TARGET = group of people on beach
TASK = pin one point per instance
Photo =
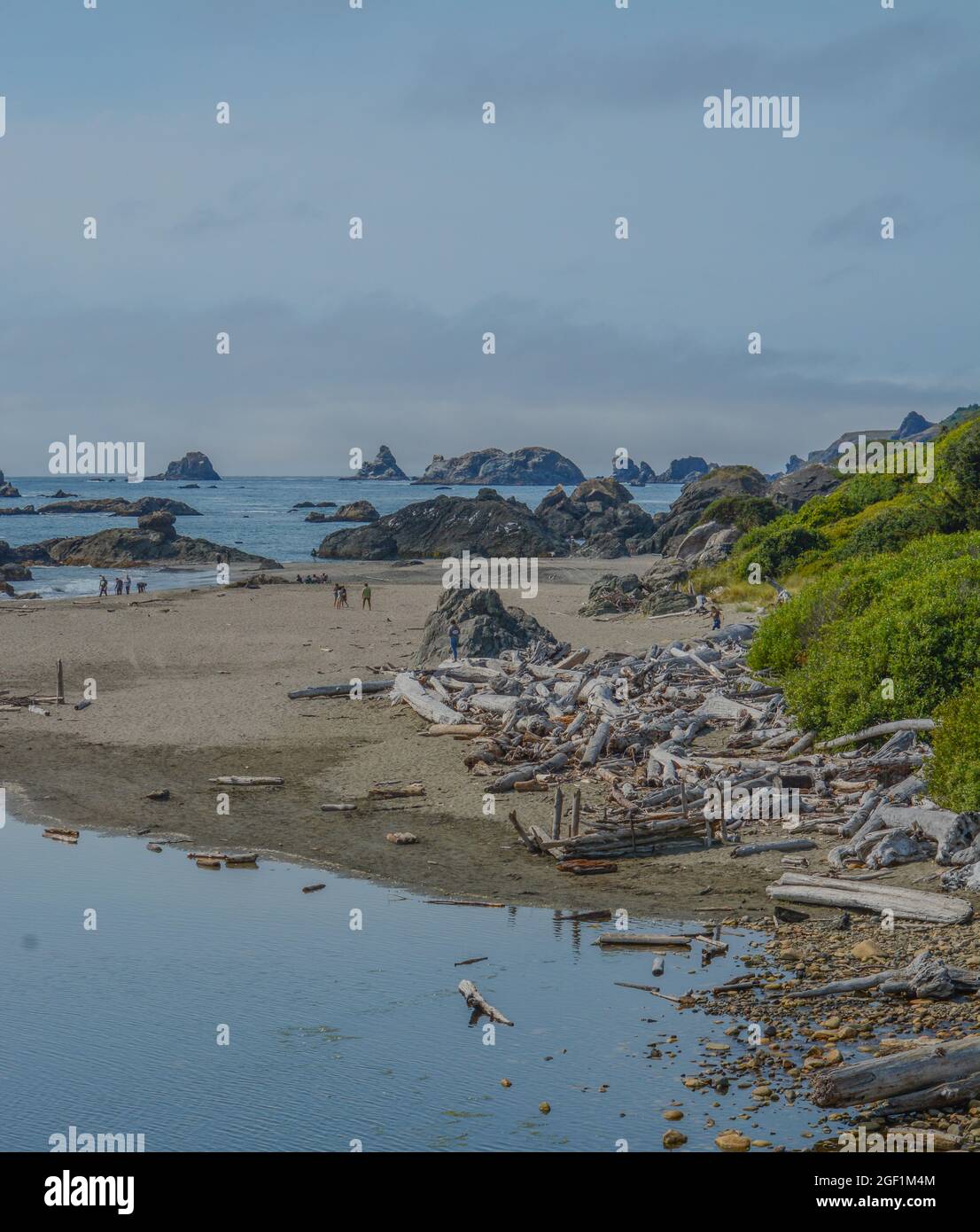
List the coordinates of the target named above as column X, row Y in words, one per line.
column 120, row 585
column 340, row 597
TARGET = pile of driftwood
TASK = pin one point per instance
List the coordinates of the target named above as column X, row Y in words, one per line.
column 541, row 720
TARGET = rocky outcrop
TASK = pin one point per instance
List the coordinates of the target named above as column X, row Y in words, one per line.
column 601, row 518
column 683, row 471
column 152, row 542
column 192, row 466
column 688, row 509
column 446, row 526
column 486, row 628
column 120, row 508
column 661, row 589
column 531, row 464
column 792, row 490
column 383, row 467
column 632, row 473
column 911, row 426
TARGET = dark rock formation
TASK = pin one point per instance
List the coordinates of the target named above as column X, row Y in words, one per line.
column 831, row 455
column 120, row 508
column 661, row 589
column 383, row 467
column 357, row 511
column 688, row 511
column 603, row 515
column 913, row 425
column 445, row 526
column 531, row 464
column 128, row 549
column 632, row 473
column 486, row 628
column 191, row 466
column 790, row 492
column 682, row 470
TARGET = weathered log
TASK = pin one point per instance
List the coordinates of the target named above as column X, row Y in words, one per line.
column 234, row 780
column 887, row 1077
column 901, row 725
column 913, row 904
column 345, row 690
column 786, row 846
column 480, row 1008
column 410, row 690
column 410, row 789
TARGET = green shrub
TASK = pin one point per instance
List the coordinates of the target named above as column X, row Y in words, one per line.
column 778, row 546
column 954, row 769
column 743, row 512
column 910, row 618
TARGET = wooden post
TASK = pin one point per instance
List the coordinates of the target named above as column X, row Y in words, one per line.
column 556, row 821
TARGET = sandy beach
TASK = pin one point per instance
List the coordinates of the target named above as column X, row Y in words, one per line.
column 193, row 684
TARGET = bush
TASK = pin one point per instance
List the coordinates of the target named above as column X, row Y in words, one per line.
column 910, row 618
column 743, row 512
column 780, row 545
column 954, row 769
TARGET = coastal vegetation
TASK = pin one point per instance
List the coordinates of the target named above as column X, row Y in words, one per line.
column 884, row 575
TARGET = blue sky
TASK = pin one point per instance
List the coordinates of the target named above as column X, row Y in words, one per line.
column 470, row 228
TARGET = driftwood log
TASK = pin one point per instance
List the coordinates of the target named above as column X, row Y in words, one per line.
column 888, row 1077
column 909, row 904
column 480, row 1008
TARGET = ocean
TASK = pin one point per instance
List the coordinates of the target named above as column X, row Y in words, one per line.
column 253, row 514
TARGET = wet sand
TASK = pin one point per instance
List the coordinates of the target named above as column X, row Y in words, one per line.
column 193, row 684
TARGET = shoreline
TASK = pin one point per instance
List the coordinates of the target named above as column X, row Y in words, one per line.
column 192, row 685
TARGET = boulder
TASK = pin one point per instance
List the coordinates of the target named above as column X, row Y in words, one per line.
column 486, row 628
column 357, row 511
column 383, row 467
column 446, row 526
column 792, row 490
column 192, row 466
column 613, row 593
column 532, row 464
column 665, row 587
column 688, row 509
column 120, row 508
column 159, row 521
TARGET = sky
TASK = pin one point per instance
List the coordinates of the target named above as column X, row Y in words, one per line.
column 473, row 228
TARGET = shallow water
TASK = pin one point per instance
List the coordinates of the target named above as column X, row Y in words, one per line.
column 335, row 1035
column 253, row 514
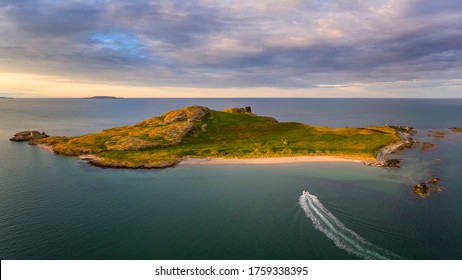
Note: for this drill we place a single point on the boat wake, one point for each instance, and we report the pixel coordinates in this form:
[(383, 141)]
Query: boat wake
[(344, 238)]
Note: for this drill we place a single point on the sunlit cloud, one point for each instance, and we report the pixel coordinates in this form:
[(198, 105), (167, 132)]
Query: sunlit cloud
[(320, 48)]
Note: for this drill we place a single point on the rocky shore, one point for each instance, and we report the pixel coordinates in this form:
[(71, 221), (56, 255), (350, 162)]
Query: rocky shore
[(28, 136), (406, 134)]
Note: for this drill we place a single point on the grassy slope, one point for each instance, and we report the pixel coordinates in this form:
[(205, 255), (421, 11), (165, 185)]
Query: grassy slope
[(234, 135)]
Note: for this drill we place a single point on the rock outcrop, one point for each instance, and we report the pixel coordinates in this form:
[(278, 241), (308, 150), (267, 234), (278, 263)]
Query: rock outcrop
[(425, 188), (29, 135)]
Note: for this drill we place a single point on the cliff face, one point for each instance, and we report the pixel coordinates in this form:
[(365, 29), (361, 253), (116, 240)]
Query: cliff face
[(28, 135), (165, 130), (200, 132)]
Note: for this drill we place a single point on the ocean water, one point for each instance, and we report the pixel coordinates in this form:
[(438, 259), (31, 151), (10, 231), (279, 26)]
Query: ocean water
[(55, 207)]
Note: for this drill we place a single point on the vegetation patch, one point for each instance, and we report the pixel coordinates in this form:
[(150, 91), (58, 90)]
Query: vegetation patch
[(234, 133)]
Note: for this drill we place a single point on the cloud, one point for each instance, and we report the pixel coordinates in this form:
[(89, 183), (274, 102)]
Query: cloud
[(232, 44)]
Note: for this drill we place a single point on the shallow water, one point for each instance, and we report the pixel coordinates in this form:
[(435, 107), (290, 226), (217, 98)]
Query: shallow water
[(54, 207)]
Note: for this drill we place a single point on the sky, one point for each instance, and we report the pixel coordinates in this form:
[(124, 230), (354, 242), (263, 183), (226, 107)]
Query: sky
[(210, 48)]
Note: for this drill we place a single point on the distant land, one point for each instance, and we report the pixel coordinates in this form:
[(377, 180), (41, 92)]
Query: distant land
[(198, 132), (103, 97)]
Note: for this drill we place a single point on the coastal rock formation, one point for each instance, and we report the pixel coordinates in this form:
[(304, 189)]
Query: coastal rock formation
[(427, 146), (407, 142), (438, 134), (199, 132), (245, 110), (425, 188), (29, 135)]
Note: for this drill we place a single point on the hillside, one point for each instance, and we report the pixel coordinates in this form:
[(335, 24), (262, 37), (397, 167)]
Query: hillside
[(200, 132)]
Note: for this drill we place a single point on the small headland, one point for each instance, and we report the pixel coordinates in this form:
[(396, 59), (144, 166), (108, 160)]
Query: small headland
[(197, 132)]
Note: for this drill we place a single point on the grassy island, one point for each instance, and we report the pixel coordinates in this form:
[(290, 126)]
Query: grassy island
[(199, 132)]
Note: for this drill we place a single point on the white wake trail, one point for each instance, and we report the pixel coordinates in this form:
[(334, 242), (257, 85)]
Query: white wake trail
[(344, 238)]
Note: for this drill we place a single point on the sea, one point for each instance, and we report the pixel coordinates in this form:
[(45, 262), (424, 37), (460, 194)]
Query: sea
[(56, 207)]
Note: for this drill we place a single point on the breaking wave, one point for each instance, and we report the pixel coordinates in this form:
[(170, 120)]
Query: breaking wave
[(344, 238)]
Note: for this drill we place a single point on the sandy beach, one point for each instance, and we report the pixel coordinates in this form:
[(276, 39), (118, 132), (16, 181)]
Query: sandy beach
[(45, 147), (277, 160)]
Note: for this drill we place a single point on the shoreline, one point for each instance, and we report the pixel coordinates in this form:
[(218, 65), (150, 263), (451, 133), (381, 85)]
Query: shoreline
[(265, 161)]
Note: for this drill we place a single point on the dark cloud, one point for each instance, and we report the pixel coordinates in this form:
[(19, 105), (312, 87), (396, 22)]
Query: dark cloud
[(235, 43)]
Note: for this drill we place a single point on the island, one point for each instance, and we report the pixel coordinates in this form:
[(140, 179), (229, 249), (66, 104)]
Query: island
[(102, 97), (202, 135)]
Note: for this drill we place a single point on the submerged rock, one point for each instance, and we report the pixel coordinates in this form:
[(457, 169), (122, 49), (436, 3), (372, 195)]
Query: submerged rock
[(28, 135), (421, 189)]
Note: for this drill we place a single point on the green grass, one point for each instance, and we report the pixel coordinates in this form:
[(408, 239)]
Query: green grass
[(240, 135)]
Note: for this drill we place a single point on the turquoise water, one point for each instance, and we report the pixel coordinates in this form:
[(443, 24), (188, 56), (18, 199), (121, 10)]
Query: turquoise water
[(54, 207)]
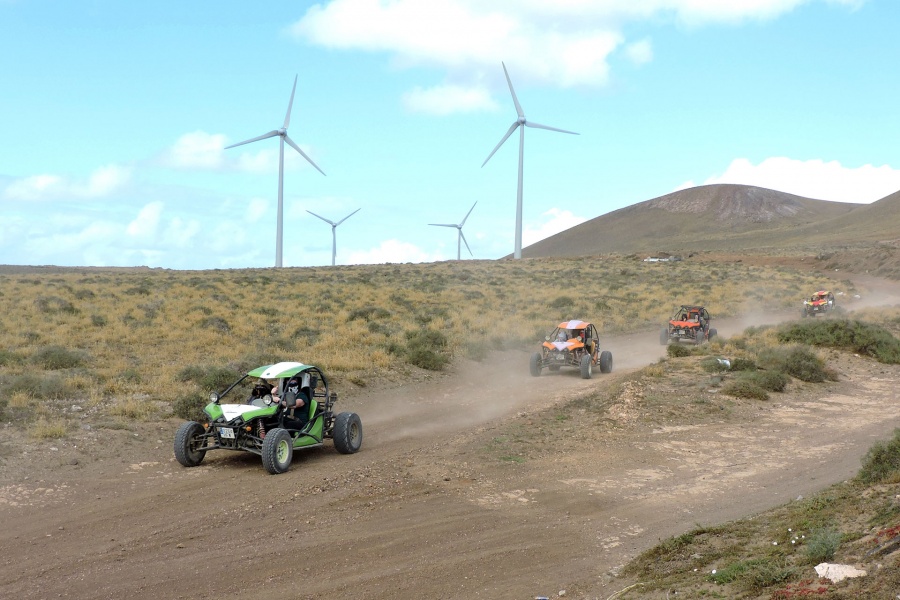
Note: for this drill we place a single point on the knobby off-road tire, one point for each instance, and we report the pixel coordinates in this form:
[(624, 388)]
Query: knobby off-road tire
[(535, 364), (587, 369), (188, 446), (278, 451), (347, 433), (605, 361)]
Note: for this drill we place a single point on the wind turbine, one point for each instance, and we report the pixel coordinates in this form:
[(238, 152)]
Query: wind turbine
[(521, 123), (461, 238), (333, 232), (282, 134)]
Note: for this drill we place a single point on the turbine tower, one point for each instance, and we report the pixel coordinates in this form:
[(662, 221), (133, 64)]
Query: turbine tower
[(333, 232), (460, 238), (282, 134), (521, 123)]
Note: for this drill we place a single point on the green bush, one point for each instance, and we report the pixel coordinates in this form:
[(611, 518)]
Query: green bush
[(49, 386), (744, 388), (208, 378), (711, 364), (190, 408), (822, 544), (743, 364), (57, 357), (882, 462), (798, 361), (676, 350), (863, 338), (772, 381)]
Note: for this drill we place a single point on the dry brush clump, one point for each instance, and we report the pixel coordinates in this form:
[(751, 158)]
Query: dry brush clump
[(123, 336)]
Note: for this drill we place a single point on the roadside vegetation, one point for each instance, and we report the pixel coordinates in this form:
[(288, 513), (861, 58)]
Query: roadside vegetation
[(772, 555), (136, 342)]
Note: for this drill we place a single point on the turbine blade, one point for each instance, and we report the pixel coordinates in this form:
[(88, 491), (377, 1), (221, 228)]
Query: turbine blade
[(539, 126), (505, 137), (348, 216), (465, 242), (467, 214), (513, 92), (321, 217), (264, 136), (287, 116), (302, 153)]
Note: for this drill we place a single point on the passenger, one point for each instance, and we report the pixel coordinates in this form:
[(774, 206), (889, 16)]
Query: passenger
[(296, 401)]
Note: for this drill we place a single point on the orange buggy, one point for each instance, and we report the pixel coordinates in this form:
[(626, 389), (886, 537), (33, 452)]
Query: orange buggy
[(572, 344)]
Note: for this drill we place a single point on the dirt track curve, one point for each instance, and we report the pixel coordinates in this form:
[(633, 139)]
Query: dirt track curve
[(423, 511)]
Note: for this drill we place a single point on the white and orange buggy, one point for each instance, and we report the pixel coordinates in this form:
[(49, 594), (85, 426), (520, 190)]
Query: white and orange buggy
[(819, 303), (572, 344), (689, 323)]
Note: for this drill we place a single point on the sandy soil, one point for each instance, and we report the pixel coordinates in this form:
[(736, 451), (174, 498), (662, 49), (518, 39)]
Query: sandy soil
[(431, 507)]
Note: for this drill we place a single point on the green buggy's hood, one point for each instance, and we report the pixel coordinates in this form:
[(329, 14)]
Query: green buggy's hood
[(279, 370)]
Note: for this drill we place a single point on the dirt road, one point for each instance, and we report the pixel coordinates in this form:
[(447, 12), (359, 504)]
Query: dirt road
[(431, 507)]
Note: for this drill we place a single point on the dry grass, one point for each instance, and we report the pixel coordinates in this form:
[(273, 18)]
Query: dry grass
[(105, 336)]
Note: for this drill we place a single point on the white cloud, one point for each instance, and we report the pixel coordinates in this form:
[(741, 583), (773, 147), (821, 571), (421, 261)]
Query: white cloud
[(391, 251), (565, 43), (197, 150), (640, 52), (552, 222), (813, 178), (101, 183), (146, 222), (447, 99)]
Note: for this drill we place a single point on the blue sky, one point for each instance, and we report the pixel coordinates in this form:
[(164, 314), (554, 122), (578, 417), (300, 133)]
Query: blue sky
[(114, 117)]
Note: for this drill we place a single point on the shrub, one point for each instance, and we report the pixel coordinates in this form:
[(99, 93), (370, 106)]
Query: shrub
[(822, 544), (216, 323), (798, 361), (882, 462), (676, 350), (208, 378), (8, 357), (773, 381), (711, 364), (743, 364), (744, 388), (50, 386), (856, 336), (52, 304), (562, 302), (57, 357), (190, 408)]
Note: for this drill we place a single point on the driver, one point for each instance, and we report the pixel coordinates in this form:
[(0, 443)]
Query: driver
[(296, 400)]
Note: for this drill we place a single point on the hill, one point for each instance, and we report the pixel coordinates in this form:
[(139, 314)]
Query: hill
[(725, 217)]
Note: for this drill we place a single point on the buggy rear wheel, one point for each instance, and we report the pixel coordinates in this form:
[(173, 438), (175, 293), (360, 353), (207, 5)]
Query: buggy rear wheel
[(587, 368), (278, 451), (535, 364), (606, 361), (189, 446), (347, 433)]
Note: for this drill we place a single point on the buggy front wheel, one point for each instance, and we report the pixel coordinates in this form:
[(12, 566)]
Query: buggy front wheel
[(278, 451), (606, 361), (347, 433), (535, 364), (587, 367), (190, 444)]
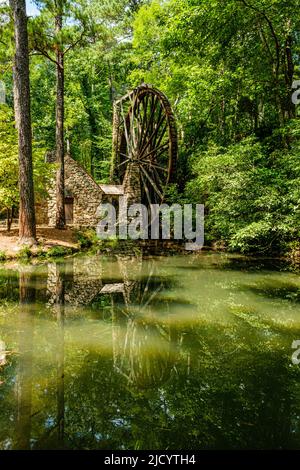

Goal:
Copy the lines of the records word for word, starting with the very first line and going on through the line that contains "column 340, row 597", including that line. Leave the pictures out of your copy.

Expected answer:
TARGET = group of people on beach
TASK = pin one point per instance
Photo =
List the coordinates of the target named above as column X, row Y in words, one per line.
column 120, row 585
column 340, row 597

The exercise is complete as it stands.